SELECTED EXCERPT:

Although my twin sons are already enrolled in their chosen college courses as freshmen, Im still trying to sweet talk them to take up aeronautics or any other courses for them to become professional airline pilots. I think I am succeeding with my son who has enrolled in the information communications technology (ICT) course in San Beda College Manila. He told me he has a classmate who is already a licensed commercial pilot.
His twin brother, on the other hand, is not as receptive to my suggestions on his possible career as a pilot. He wants to be a doctor and is taking up psychology at the Manila Doctors College (MaDocs as students fondly call their school for short) located on D. Macapagal Avenue in Pasay City.
Under the college educational plans I bought for them while they were still babies, MaDocs is considered one of the non-exclusive schools and therefore, my sons tuition is fully covered by the contract. On the other hand, San Beda College where his twin brother is enrolled, is considered one of the exclusive schools in which his education plan contract covers only 33 percent of the total tuition fee payment.
Talking about educational plans, how else can we describe the change of fortunes that befell the so-called Parents Enabling Parents (PEP) coalition, a group of plan holders seeking full refund of their educational placement from Pacific Plans Inc. (PPI)?
Through a loan extended by PPI owner Alfonso Yuchengco, PPI plan holders last year got full tuition support as against those of College Assurance Plan (CAP) who did not receive a single cent despite numbering over 940,000. The Professional Group (TPG) with 130,000 plan holders was also left holding an empty bag.
On top of this, as was widely reported, this group also got a P50-million donation for tuition payment of their children from ex-Congressman-turned philanthropist Mark Jimenez and a cool P10 million as legal funds to battle the Yuchengcos before the courts.
To think that PPI plan holders are the best among other educational plan holders, their number is the least at 34,000. They have in fact received and will continue receiving a total of about P20,000 in tuition support until 2010 as mandated by the court-ordered rehabilitation of this financially-troubled pre-need company.
Im also told that PEP officers get P2,000 per diem drawn from donations from members for doing the talking and taking care of legal matters. The donations continue to this very day despite the MJ donation. How lucky can one get?
Anyway, during the parents orientation meeting at the MaDocs, I learned in the video presentation all about their institution which has been into nursing education for the past 30 years. Among other things impressed upon us is the fact the MaDocs students get a "world-class" education and training for nurses. In fact, their maxim is "We nurse the world."
Although the MaDocs campus is just about two years old, the College of Nursing is as old as the Manila Doctors Hospital located on U.N. Avenue, Manila where their nursing students conduct their on-the-job training (OJT).
During our two-hour orientation, the MaDocs administrators gave us parents a clear idea of how difficult it is to study to become a nurse in a course compressed to four years.

Dataset entries
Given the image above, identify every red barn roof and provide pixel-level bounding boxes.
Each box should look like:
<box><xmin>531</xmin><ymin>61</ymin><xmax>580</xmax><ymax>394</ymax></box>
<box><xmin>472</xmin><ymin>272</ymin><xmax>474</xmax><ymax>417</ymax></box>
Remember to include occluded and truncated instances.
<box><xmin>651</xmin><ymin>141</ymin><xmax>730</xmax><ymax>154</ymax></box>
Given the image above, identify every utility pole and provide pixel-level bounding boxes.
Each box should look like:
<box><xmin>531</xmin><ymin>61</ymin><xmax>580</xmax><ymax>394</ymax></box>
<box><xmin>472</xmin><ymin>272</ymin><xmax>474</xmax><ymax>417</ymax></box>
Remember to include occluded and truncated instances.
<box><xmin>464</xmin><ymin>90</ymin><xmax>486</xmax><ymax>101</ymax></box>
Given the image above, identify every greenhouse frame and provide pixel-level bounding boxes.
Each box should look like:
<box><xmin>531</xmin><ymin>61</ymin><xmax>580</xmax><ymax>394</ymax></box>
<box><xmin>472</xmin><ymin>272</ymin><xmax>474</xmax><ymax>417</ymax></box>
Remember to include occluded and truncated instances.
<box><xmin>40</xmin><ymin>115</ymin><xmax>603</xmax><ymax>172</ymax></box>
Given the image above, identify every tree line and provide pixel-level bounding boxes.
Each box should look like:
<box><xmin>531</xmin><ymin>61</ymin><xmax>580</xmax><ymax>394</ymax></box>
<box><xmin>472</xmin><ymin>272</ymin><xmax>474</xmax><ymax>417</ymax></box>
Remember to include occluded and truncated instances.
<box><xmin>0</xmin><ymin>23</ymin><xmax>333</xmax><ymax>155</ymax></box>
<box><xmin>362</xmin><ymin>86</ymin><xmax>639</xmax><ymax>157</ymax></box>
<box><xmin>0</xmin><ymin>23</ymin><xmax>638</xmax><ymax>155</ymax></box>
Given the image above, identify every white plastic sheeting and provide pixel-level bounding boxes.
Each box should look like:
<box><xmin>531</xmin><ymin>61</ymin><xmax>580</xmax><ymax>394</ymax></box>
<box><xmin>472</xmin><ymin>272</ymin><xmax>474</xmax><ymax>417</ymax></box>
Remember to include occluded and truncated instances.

PROBLEM SET:
**A.** In the column on educational plans and MaDocs, update the part from "Although the MaDocs" through "to four years." by swapping "administrators" for "officials".
**B.** Answer these questions about the column on educational plans and MaDocs:
(i) Which course is the son at San Beda College taking?
(ii) How many plan holders does PPI have?
(iii) For how many years has MaDocs been in nursing education?
**C.** Continue the column on educational plans and MaDocs from its last sentence.

ANSWERS BY ITEM:
**A.**
Although the MaDocs campus is just about two years old, the College of Nursing is as old as the Manila Doctors Hospital located on U.N. Avenue, Manila where their nursing students conduct their on-the-job training (OJT).
During our two-hour orientation, the MaDocs officials gave us parents a clear idea of how difficult it is to study to become a nurse in a course compressed to four years.

**B.**
(i) Information communications technology (ICT)
(ii) 34,000
(iii) 30 years

**C.**
Nursing used to be a five-year course. But with the increased demand for nurses, especially in the United States and other parts of the world, there have been a mass production of nurses in the Philippines and the five-year course was shortened to four.
And since the course has been shortened by one year, nursing students at MaDocs do not have any summer breaks. Unless, of course, the students themselves would opt to take their nursing course through the old, longer route.
At MaDocs, the parents were told that the hardships of nursing students start in their second year when they begin their OJT. Aside from attending their classes in school, nursing students have to report for their OJT following the same duty schedule of regular nurses from day shift to mid-shift up to night shift.
At the end of the briefings, parents were advised to understand what they are asking their daughters or sons to go through in order to get a degree in nursing. So, if it were the parents who chose the nursing course for their children, the MaDocs administrators urged, they must ask their respective daughters or sons if they would have the stamina and determination to pursue this career path. Given that kind of frank and candid briefing, I learned later that some parents pulled out their children from enrolling in the nursing course.
I just shared this personal experience after different reports came out about nursing schools for alleged cheating in the nursing licensure examinations to the recent en masse resignation of the members of the technical committee on nursing education (TCNE) under the Commission on Higher Education (CHED) to the reported departure of even nursing deans who leave the country for employment abroad. While these issues are not related to one another, they have a common impact on the quality of Filipino nurses we produce for the world.
From 310 in 2004, the number of nursing schools in the Philippines have grown to 410 this year. And I learned that MaDocs is just one of the 40 nursing schools in Metro Manila alone. The resignation of TCNE, on the other hand, was supposedly triggered by policy differences with CHED chairman Dr. Carlito Puno.
The bad news of these three issues are the allegations of leakage of the June 11 and 12 nursing licensure exams which appeared to be an offshoot of the feud among nursing review centers. The PRC released a statement denying such possibility of a leakage.
The PRC will be releasing by next month the results of the nursing board exams in question. But no matter what denials are made, the damage is done already for our would-be registered nurses who took it.
The nursing profession has become a lucrative profession especially because of the many success stories of our Filipina nurses who work abroad. But this should not be any reason for other people to pull down our own success stories.